What the task asks »
Would you please repeat exactly the lines from the one containing "Practice step: pick out every instance of the window" to the end of the records, both included, and leave out the rest?

(Dataset items)
━━━━━━━━
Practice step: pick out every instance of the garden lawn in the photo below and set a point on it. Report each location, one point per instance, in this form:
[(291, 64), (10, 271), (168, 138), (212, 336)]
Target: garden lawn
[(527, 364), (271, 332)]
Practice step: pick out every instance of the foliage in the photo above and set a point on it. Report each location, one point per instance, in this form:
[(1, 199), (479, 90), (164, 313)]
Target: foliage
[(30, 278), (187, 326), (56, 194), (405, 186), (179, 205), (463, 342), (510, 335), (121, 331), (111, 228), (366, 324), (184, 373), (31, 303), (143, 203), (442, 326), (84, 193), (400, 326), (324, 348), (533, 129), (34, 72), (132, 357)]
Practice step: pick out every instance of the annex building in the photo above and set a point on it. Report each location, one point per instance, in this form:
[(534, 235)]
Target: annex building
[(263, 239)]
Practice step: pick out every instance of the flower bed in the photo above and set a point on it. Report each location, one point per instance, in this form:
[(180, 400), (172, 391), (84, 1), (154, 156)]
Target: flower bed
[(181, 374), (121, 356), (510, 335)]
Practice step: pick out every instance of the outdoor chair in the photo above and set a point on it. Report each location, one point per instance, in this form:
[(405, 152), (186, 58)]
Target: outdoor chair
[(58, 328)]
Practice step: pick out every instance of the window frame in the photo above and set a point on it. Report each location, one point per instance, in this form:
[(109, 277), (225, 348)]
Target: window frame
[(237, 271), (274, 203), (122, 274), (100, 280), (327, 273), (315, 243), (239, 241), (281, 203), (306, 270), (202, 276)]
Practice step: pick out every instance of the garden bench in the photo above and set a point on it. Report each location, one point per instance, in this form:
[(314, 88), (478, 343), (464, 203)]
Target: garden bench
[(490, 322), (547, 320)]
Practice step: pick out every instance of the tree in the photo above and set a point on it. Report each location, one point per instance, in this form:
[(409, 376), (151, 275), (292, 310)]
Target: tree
━━━━━━━━
Answer to the exercise »
Practice step: pick out every instance of the window frame in the photo above and set a point on it. Report each location, one point per instance, in this form:
[(109, 277), (225, 348)]
Target: window frame
[(237, 271), (274, 203), (122, 274), (100, 280), (327, 273), (315, 243), (239, 241), (281, 203), (306, 270), (202, 276)]
Practice step: pick out every instance of the garden bench in the photo above and set a point on it. Report each location, one point per instance, in this form:
[(314, 88), (478, 343), (464, 203)]
Target: garden bench
[(490, 322), (547, 320)]
Practice step: pick out every instance of the tree in the photo above and set a point on it. Report each location, one point per instance, in this form:
[(409, 376), (151, 275), (292, 310)]
Target: tree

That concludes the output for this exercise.